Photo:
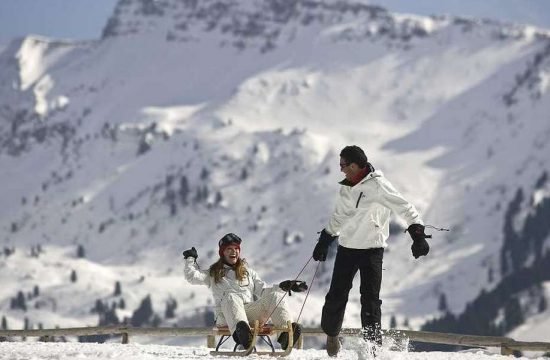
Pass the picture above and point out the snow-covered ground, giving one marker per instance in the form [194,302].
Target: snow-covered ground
[71,351]
[98,138]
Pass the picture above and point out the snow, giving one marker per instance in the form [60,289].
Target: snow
[62,351]
[268,126]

> [Requirement]: Give again only the lines starting at the one that contains "Pass the picture above and point out the snow, giving" and running to the end of the data.

> [Correct result]:
Pass the picture above and point out the snow, giving one marker per instance in the form [60,289].
Target: snow
[62,351]
[268,126]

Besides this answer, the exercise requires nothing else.